▶ Assignment:
Set the whole listing down again, word for word, with no pictures.

++++++++++

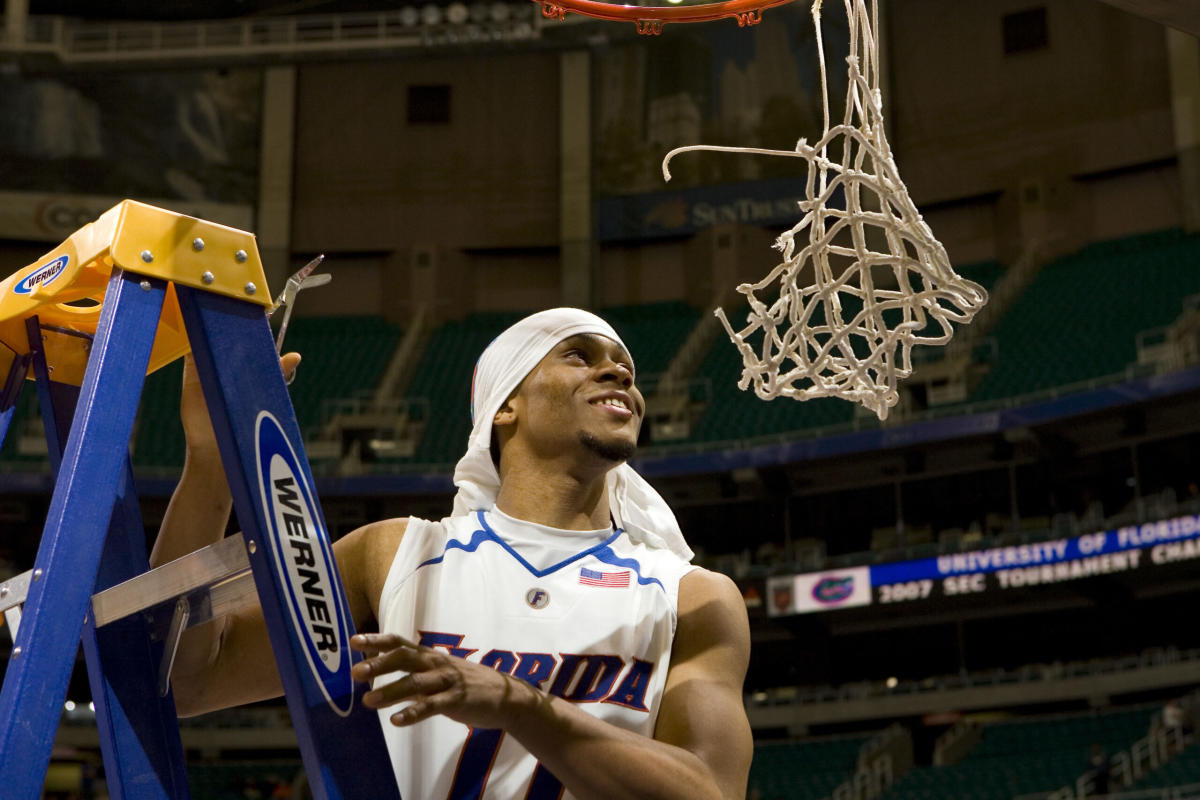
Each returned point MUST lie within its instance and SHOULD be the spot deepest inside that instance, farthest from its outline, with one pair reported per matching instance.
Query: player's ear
(505, 415)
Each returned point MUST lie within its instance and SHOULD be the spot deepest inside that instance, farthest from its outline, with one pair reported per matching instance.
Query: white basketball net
(827, 329)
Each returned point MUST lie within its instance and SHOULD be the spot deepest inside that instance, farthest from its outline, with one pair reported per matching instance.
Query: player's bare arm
(702, 745)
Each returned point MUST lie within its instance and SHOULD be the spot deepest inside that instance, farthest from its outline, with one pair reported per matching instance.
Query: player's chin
(612, 447)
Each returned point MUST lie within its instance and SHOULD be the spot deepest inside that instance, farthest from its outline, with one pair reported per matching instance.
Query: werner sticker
(42, 275)
(305, 564)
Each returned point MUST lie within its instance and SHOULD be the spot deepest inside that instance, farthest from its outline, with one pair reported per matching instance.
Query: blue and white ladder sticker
(304, 560)
(42, 275)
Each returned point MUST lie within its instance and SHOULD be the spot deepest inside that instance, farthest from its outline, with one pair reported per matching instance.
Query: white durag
(635, 505)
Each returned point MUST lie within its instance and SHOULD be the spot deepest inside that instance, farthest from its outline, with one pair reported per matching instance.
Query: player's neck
(555, 498)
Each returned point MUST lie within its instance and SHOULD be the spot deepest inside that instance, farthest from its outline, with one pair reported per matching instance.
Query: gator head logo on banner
(781, 597)
(833, 589)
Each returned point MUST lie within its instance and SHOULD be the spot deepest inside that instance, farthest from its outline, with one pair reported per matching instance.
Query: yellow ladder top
(65, 288)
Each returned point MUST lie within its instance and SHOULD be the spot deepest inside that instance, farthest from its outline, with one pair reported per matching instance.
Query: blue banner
(767, 203)
(1054, 558)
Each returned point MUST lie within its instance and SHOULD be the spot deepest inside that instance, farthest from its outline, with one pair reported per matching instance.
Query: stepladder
(123, 296)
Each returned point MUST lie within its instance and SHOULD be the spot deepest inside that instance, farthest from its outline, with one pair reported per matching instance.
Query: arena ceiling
(1183, 14)
(185, 10)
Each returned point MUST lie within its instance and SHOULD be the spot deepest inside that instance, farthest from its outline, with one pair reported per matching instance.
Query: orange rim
(649, 20)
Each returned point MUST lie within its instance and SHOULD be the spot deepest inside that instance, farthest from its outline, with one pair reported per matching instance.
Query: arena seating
(1025, 756)
(1080, 316)
(803, 770)
(1181, 770)
(27, 409)
(346, 352)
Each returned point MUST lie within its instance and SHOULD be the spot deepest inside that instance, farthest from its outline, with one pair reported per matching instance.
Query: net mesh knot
(863, 280)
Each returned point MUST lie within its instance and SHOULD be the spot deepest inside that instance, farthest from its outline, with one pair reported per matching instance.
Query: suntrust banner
(768, 203)
(1120, 549)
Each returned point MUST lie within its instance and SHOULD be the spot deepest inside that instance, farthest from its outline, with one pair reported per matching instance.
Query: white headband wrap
(635, 505)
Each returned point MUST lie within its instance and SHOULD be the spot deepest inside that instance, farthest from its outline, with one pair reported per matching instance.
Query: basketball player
(546, 639)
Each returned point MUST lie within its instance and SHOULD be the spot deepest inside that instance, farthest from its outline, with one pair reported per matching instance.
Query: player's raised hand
(437, 683)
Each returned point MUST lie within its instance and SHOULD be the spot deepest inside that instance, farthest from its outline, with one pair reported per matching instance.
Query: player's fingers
(424, 708)
(412, 686)
(378, 642)
(288, 364)
(403, 657)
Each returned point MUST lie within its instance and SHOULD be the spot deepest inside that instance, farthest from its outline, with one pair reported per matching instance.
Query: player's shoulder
(701, 585)
(712, 613)
(365, 553)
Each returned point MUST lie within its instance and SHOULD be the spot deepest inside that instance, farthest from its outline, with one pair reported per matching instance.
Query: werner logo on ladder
(163, 284)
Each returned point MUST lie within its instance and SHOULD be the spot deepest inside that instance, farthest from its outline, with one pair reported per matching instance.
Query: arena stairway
(1025, 756)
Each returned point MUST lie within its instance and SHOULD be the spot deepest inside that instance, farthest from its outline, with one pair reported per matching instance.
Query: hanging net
(862, 280)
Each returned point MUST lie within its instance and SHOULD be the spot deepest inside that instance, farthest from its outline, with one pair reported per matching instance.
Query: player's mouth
(617, 403)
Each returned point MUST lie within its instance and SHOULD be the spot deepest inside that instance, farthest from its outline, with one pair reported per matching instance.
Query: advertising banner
(1018, 566)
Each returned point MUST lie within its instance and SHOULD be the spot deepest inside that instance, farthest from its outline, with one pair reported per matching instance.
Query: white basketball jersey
(586, 615)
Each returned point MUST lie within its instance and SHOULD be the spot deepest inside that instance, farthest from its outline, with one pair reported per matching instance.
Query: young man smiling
(550, 637)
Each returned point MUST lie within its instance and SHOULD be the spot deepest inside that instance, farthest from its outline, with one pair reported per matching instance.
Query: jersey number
(475, 764)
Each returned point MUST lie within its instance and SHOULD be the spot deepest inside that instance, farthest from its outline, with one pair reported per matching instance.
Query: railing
(77, 41)
(989, 678)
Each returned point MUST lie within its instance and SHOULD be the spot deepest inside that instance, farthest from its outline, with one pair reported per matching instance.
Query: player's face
(583, 394)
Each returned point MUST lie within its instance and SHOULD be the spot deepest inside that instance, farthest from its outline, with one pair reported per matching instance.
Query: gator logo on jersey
(538, 597)
(42, 275)
(305, 564)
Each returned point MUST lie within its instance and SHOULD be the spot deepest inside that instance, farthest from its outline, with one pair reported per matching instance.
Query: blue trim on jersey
(486, 534)
(604, 553)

++++++++++

▶ Completed exercise:
Each returned point MUST lie within its instance and SHOULD be the spot deepest inside that instance, farthest from its outline, with one pair reported per matching instance.
Query: player's ear
(505, 415)
Each returned point MUST lie within its instance and SHOULD be the spot deepest inside that instance, farthest from its outline, with one pair reported per matching instance.
Query: white basketball net
(827, 329)
Each returned point MUST lie within its instance and SHOULD be the spot deepest inside that instance, farthest from its outline, with one pair reported per matching instance.
Query: player's bare arm
(702, 745)
Each returned point MUST lie within its instance and SHOULD be the spot deepest inside that instance, farthest from its outline, with one pair reported per matching instance.
Query: player's chin
(612, 447)
Each returned point MUST lie within its instance and SHOULD be the spot deepest inside that instance, farthest from its outline, with one pair reported per matching instance.
Query: werner sticker
(42, 275)
(305, 564)
Each returned point MUST lie within its instance and SHOULD be the spot deepest inside that instance, farthest from its outline, with one pair reported per matching instance.
Query: blue and white ladder sticker
(304, 560)
(42, 275)
Each returned point MUST lie within its instance and SHOULD be the spot deepest inside that instance, farthest from its outline, with one pair reported per matching instance.
Query: white durag
(635, 505)
Each returned point MUST lie within its instance and SHOULD be the spot deepest inside that instance, farthest from its outline, with one pair reported per matching instance.
Query: player's neck
(555, 498)
Each returned point MUST lie within its instance and SHOULD be the spot deepest inside that instance, farthest from its outline, with one pair reported per matching instance.
Query: gator head logo on banner
(781, 597)
(833, 589)
Each returned point MUST lie within its instance and SHOULD be the spot deepest inside that instance, farthest from its outline, with one pair reported per matching instance.
Query: yellow ladder top
(65, 288)
Each returned point MUST lie within its instance and SHOULD be the spot deepest inside that instance, farthest from its outline, with one pair reported per matching instance.
Query: blue banner
(767, 203)
(1054, 558)
Each returned point MUST lie within its instance and SHOULD be the spot deepest inside that instance, farthest from its outline, with one pair reported per matching instance.
Query: stepladder
(123, 296)
Each returned point MUST lie within its instance and SHOULD be the spot deepest inside that instance, farthest from its outline, with one pair reported per matching instance.
Query: arena ceiling
(1183, 14)
(185, 10)
Each returned point MUST lie within its instance and SHOULD be the spot deepest inside that instance, farthest from its outline, with one pair reported per matching instance.
Query: orange rim
(649, 20)
Each returned point MUST lie within its instance and SHOULD be the spot deepest inside that instance, farthest from its outline, with one pair reported per matching instance.
Query: arena seating
(1025, 756)
(1080, 316)
(803, 770)
(1181, 770)
(27, 409)
(346, 352)
Each returned point MUST lie within its instance and SHOULD be the spot deepest inside that instance, farthest from its outline, with one pair reported per matching instance.
Query: net mesh knot
(863, 280)
Each returned point MUST lie within its instance and SHOULD be the spot deepest inside that instance, farthest from its outline, with one pair reported per matching instance.
Query: suntrust banner
(768, 203)
(1120, 549)
Each returned point MUST lie within its instance and SHOULD be the spot deepest inside that instance, farthest from its outline, with one pair reported per matching instance.
Query: white headband wrap
(635, 505)
Each returned point MUST lie within its instance and SHOULD be the spot deepest inside that instance, farthest from its outline, with one pair reported per matching instance.
Query: basketball player
(546, 639)
Each returned point MUST lie within its instance and SHOULD be the spot deepest inside that instance, farthest from its outline, with one pair reported per matching instance.
Query: player's raised hand
(437, 683)
Each returned point MUST lie within its instance and SHOULD be the spot deepest inside that instance, farthest from its outline, with one pair reported per matching instance.
Query: player's fingers
(424, 708)
(412, 686)
(378, 642)
(288, 364)
(403, 657)
Each returned point MUST lie within its instance and SHOULD be the spot deepest inside that instance, farthest from its outline, with one pair reported per matching instance.
Query: player's shoulder
(701, 585)
(712, 613)
(365, 553)
Each returned point MUST lie within its instance and SHOULD be the spot deepest inside that instance, farthest from its outline, with one pair reported per matching instance.
Query: werner logo on ladder
(163, 284)
Each returned point MUST lie within its instance and SHOULD be the spot deepest inside that instance, farthest from its outline, with one pair reported per matching instance.
Query: arena stairway
(1025, 756)
Each returned point MUST lie within its instance and SHOULD be the spot deepest inside that instance, farthest from its outline, with one pair reported per matching instance.
Query: hanging net
(862, 280)
Each returned point MUST lie within its instance and SHOULD be the spot deepest inside that instance, farthest from its outline, with one pair reported per matching instance.
Query: player's mouth
(617, 403)
Each returned point MUST lie within its instance and SHOULD be the spot deepest inside that instance, farthest from its outline, with one pair reported per matching instance.
Query: advertising banner
(1018, 566)
Each returned point MUST lie within its instance and SHOULD be the spot deepest inside that instance, farthest from its outline, with one pair reported per matching instance.
Query: white basketball jersey
(586, 615)
Each returned point MUST lie within its instance and SHOULD be the spot deepest inside that instance, farthest from its outline, with one pair reported per matching instance.
Query: young man smiling
(550, 637)
Each returned point MUST lie within its instance and SHOULD be the spot deepest inside that instance, farthest from its outline, with one pair reported per matching instance.
Query: jersey number
(475, 764)
Each returned point MUST lie within its instance and SHOULD be the spot deepest inside that instance, farthest from its outline, with one pair reported per matching instance.
Query: railing
(77, 41)
(989, 678)
Each returned point MUST lie within its instance and SHOULD be the spot deepest inside that instance, farthest from its outline, with one pair reported per matching instance.
Query: player's face
(583, 394)
Each returned point MUST lie within its instance and SHOULD be the spot deepest inside that instance, farthest from its outline, with one pair reported per matching instance.
Query: gator logo on jersey
(538, 597)
(42, 275)
(305, 564)
Each returned point MUST lie within its instance and SHOULD be the spot deepest inside that instance, farthest from its outline, with one pair reported per matching instance.
Query: blue trim on jersey
(486, 534)
(604, 553)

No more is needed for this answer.